YOUR GOAL:
Copy all entries without alteration and skip the pictures they hold.

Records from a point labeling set
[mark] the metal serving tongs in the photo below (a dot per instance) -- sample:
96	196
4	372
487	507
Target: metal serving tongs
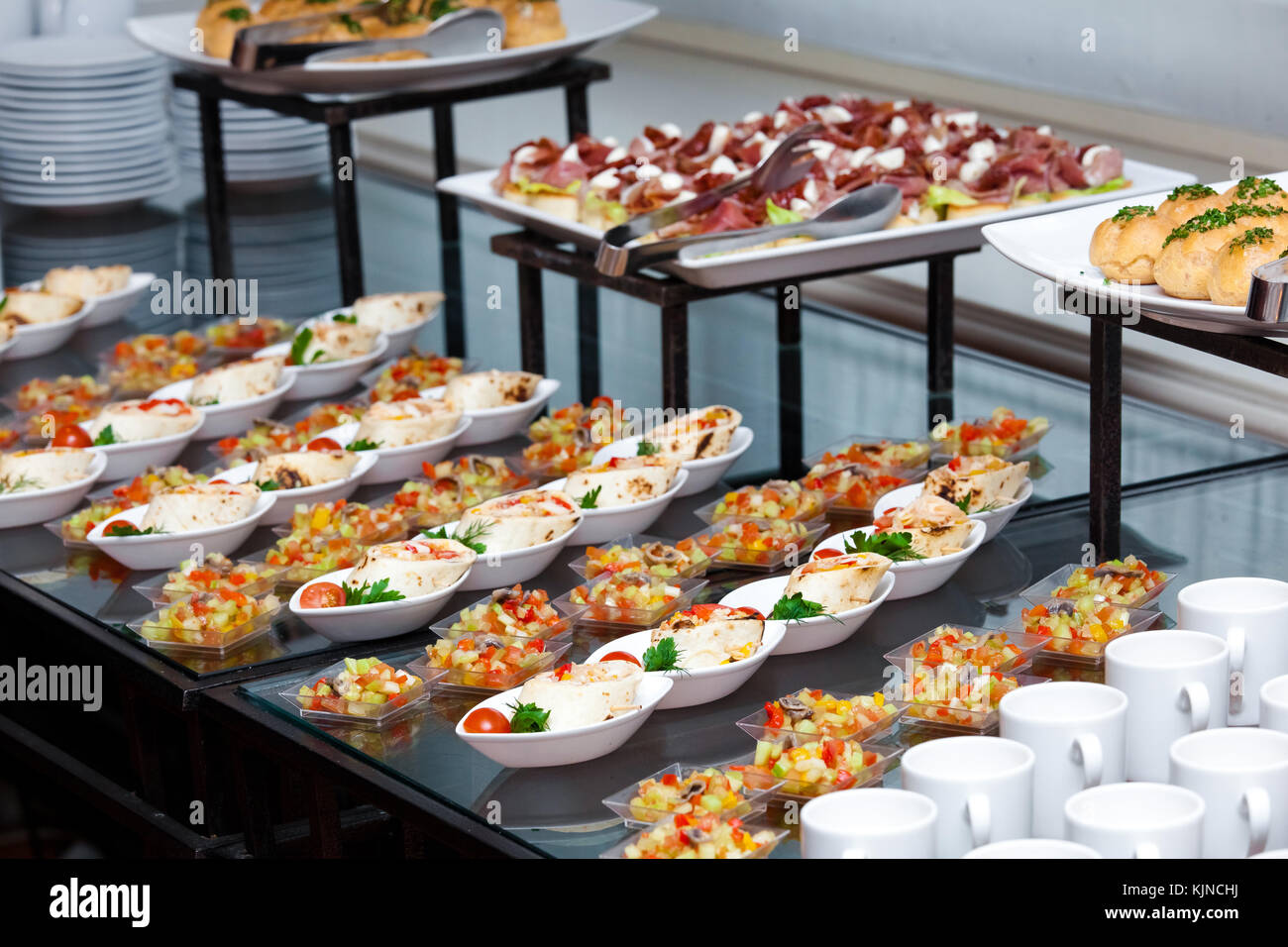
786	165
1267	296
859	211
268	47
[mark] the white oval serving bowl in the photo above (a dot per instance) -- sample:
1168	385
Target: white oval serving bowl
43	338
399	463
167	549
600	526
918	577
993	521
38	505
502	570
498	423
233	418
699	684
703	474
562	748
111	305
368	622
809	634
284	500
323	379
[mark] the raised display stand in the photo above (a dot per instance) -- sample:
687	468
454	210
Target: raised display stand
571	75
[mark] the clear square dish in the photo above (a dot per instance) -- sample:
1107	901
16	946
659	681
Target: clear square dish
488	615
956	699
616	611
248	578
760	545
366	711
823	715
755	839
1077	635
815	768
772	500
995	650
634	553
529	657
1132	594
668	792
222	629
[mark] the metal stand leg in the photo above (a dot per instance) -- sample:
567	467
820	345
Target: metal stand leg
1107	434
217	187
791	438
532	320
346	198
675	356
939	338
450	232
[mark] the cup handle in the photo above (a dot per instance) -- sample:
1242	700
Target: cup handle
1194	699
1254	806
1236	639
979	818
1090	755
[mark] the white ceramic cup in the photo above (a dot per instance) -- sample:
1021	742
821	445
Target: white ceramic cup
1241	774
874	823
1273	703
1136	819
1033	848
1250	615
1176	684
982	785
1078	736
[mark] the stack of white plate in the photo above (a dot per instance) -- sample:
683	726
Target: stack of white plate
82	124
262	149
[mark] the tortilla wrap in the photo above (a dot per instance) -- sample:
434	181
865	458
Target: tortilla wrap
838	582
484	389
249	377
304	468
411	421
623	480
522	519
587	693
200	506
391	311
702	433
413	567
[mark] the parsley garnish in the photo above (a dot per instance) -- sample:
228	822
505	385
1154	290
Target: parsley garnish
798	608
528	718
372	594
471	538
664	656
896	547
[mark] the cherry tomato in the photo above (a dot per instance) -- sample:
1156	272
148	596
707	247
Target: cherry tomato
71	436
322	595
487	720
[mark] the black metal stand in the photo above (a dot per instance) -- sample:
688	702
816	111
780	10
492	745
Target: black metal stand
1107	395
535	254
571	75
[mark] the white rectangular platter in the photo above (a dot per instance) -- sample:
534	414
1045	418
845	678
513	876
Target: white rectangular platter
590	24
819	257
1056	248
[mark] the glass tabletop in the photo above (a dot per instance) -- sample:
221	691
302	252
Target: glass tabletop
859	375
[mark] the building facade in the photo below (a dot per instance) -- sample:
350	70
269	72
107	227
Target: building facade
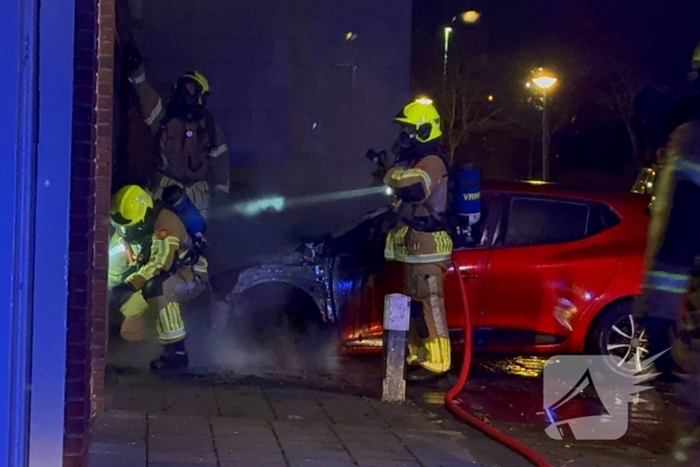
300	87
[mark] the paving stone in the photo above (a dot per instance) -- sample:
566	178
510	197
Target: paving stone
178	458
137	399
350	410
116	460
119	426
200	401
253	463
404	415
324	460
188	427
248	405
179	443
437	448
263	457
225	426
135	449
386	463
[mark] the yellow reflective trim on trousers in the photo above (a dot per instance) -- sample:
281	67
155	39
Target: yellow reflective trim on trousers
154	113
424	259
438	316
401	175
689	169
439	355
171	325
667	281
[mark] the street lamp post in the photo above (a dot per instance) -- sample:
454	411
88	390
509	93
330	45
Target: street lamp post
469	17
545	83
446	48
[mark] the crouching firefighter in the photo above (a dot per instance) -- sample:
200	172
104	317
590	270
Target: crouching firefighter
171	270
419	180
671	277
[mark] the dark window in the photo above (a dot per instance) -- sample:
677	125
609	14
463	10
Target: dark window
369	233
537	221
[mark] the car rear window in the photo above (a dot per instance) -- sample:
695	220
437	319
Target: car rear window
537	221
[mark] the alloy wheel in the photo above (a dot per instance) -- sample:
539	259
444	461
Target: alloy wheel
627	340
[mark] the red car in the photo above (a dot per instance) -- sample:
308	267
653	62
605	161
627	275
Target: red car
540	248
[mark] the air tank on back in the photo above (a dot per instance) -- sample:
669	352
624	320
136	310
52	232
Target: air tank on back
175	198
467	199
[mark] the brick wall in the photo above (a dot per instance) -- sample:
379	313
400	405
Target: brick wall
102	170
90	192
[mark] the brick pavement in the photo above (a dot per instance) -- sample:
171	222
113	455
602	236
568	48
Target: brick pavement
156	424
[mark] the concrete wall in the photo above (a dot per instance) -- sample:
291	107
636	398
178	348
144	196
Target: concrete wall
282	83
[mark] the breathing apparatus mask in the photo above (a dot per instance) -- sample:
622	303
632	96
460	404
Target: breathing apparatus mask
187	100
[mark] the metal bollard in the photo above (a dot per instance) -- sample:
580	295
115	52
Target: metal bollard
397	310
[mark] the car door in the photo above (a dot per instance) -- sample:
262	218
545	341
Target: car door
472	262
360	274
553	251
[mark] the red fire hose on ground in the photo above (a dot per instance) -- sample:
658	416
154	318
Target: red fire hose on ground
465	416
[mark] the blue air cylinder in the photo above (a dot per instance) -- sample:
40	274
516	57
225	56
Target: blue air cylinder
176	199
468	193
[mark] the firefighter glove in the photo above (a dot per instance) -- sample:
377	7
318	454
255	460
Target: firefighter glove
119	295
132	58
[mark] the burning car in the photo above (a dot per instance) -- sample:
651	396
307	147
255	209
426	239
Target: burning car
553	271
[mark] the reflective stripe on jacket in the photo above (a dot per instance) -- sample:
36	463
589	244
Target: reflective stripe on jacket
170	241
423	188
674	230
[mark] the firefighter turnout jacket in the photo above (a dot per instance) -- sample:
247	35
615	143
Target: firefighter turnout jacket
674	234
421	235
185	159
170	243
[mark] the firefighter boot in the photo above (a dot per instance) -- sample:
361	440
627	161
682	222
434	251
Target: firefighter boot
437	364
660	336
174	357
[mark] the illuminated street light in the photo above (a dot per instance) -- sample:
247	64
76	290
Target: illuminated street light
544	81
471	16
448	32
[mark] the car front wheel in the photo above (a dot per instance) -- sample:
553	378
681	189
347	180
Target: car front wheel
617	333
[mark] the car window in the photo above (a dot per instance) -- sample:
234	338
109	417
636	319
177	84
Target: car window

OUTPUT BELOW:
[mark] the metal serving tongs in the photo below (a dot per instance) -- sample:
96	196
4	372
487	507
Target: metal serving tongs
786	165
1267	296
859	211
268	47
[mark] the white oval serving bowl in the photo above (a dot per instance) -- sample:
1168	385
Target: white oval serving bowl
43	338
399	463
167	549
600	526
918	577
993	521
38	505
502	570
498	423
233	418
699	684
703	474
562	748
111	305
368	622
809	634
284	500
323	379
[mark] the raised display stand in the photo above (a dot per instance) -- sample:
687	468
454	210
Target: raised display stand
571	75
[mark] the clear square dish in the photo above (a dot per instance) -- sample:
1107	901
16	946
659	681
Target: clear square dish
488	615
956	699
616	611
248	578
760	545
366	711
823	715
755	839
1077	635
815	768
772	500
995	650
634	553
529	657
1132	594
668	792
222	629
[mark] the metal stand leg in the photo above (a dot per instance) -- sample:
567	467
820	345
Target: metal stand leg
1107	434
217	187
791	438
532	320
346	198
675	356
939	338
450	232
[mark] the cup handle in the photo above (a dot per instance) -- sample:
1242	700
Target: cup handle
1194	699
1254	806
1236	639
979	818
1090	755
[mark] the white ceramic cup in the photo above (a dot per instance) -- sample:
1021	742
821	445
Target: white ceramic cup
1241	774
874	823
1273	703
1136	819
1033	848
1250	615
1176	684
982	785
1078	736
[mark] the stack of white plate in the photo above (a dot per instance) -- sample:
683	726
Target: stack of white plate
82	124
262	149
[mark] the tortilla wrap in the photo above (a dot per instance) -- sample:
434	181
865	458
Target: tortilla wrap
838	582
484	389
249	377
304	468
411	421
623	480
522	519
587	693
200	506
391	311
702	433
413	567
[mark] the parsley garnish in the photo above (a dot per instance) -- sample:
228	822
505	385
1154	290
Target: parsley garnish
798	608
528	718
372	594
471	538
664	656
896	547
[mark] the cherry tomato in the photo above (a dot per instance) -- sample:
1156	272
148	596
707	247
Target: cherry tomato
71	436
322	595
487	720
[mark] the black metal stand in the photo above (a dot per instance) -- sample:
688	702
816	111
780	10
492	745
Target: black metal stand
1107	395
535	254
571	75
[mark] the white rectangular platter in the photo above (a dot per instance) -- sample:
534	414
1045	418
845	678
513	876
Target: white rectangular platter
590	24
819	257
1056	248
[mark] the glass tabletop in the photo above (a dot per instance) -- sample:
221	691
302	252
Target: glass tabletop
859	375
[mark] the building facade in the photo below (a dot per instance) -- sample:
350	70
269	72
107	227
Target: building facade
300	87
[mark] the paving stone in the photo above (a dot per instance) -- sample:
566	178
510	197
Target: paving stone
178	458
137	399
350	410
116	460
119	426
200	401
253	463
404	415
324	460
188	427
248	405
179	443
437	448
263	457
225	426
135	449
386	463
[mark] the yellow reflective trim on trousers in the photo above (a dot per instance) -- sample:
281	67
155	39
Target: yellow reflective trim on trousers
154	113
424	259
438	316
401	175
689	169
439	355
171	325
667	281
[mark] the street lamp post in the photo above (a dot per instance) -- sample:
454	411
88	390
509	93
330	45
Target: street lamp post
469	17
545	83
446	48
[mark] the crouching firefighter in the photo above (a dot per instance) -- sample:
200	172
104	317
590	270
Target: crouching firefighter
171	270
419	180
671	277
[mark] the dark window in the photo above (a dot per instance) -- sample:
677	125
609	14
463	10
Target: dark window
369	233
537	221
[mark] the car rear window in the photo above (a dot per instance) -- sample:
695	220
437	319
Target: car rear window
537	221
[mark] the alloy wheel in the photo above (a dot per instance) -- sample:
539	259
444	461
Target: alloy wheel
627	340
[mark] the red car in the photo above (a dot per instance) -- sample:
308	267
653	62
605	161
627	275
Target: red car
540	248
[mark] the air tank on back in the photo above (a dot per instance) -- sample:
669	352
624	320
136	310
52	232
Target: air tank on back
175	198
467	199
[mark] the brick wall in the photo above (a dot per instance) -- sample:
379	313
400	405
Target: brick wall
102	170
90	192
[mark] the brick pavement in the photo above (a dot per instance) -- sample:
171	222
113	455
602	236
568	48
Target: brick pavement
156	424
[mark] the concrete wall in the photo above (a dot per instance) -- sample:
291	107
636	398
178	348
144	196
Target: concrete wall
282	83
[mark] the breathing apparatus mask in the photo above (a dot per instance) -- sample:
622	303
632	96
460	404
Target: breathing apparatus mask
187	100
[mark] the metal bollard in the photo above (a dot per instance) -- sample:
580	295
115	52
Target: metal bollard
397	310
[mark] the car door in the photo above (a dot per instance) -- sample:
262	218
545	341
Target: car door
472	262
360	274
553	251
[mark] the red fire hose on ground in the photo above (a dot per instance) -- sample:
658	416
154	318
Target: red fire hose on ground
465	416
[mark] the blue air cylinder in the photo above (a dot per instance) -- sample:
40	274
516	57
225	56
Target: blue air cylinder
176	199
468	193
[mark] the firefighter glove in the photo above (a dot per instance) -- sample:
377	7
318	454
255	460
Target: firefighter glove
119	295
132	58
[mark] the burning car in the photo above (a dot per instance) -- sample:
651	396
307	147
255	209
426	239
Target: burning car
553	271
[mark] the reflective stripe on jacket in the photo above (a dot per instance) -- sample:
36	463
589	244
Target: reflective stripe on jacket
170	241
423	188
674	230
[mark] the firefighter turnout jacket in the photo above (a dot per instance) -- sample:
247	35
615	143
Target: firefighter turnout jacket
674	234
421	235
185	159
170	243
[mark] the firefighter boot in the photo above (a dot per instance) -- sample:
361	440
627	161
682	222
434	251
Target: firefighter boot
437	364
660	336
174	357
[mark] the illuminated street light in the photo above (a dot per instance) -- sample:
247	64
76	290
Target: illuminated street light
544	81
471	16
448	32
[mark] the car front wheel in the photo above (a dot per instance) -- sample:
553	378
681	189
347	180
Target: car front wheel
617	333
[mark] the car window in the photo above (a dot per instance) -- sample:
234	338
109	417
636	319
177	84
Target: car window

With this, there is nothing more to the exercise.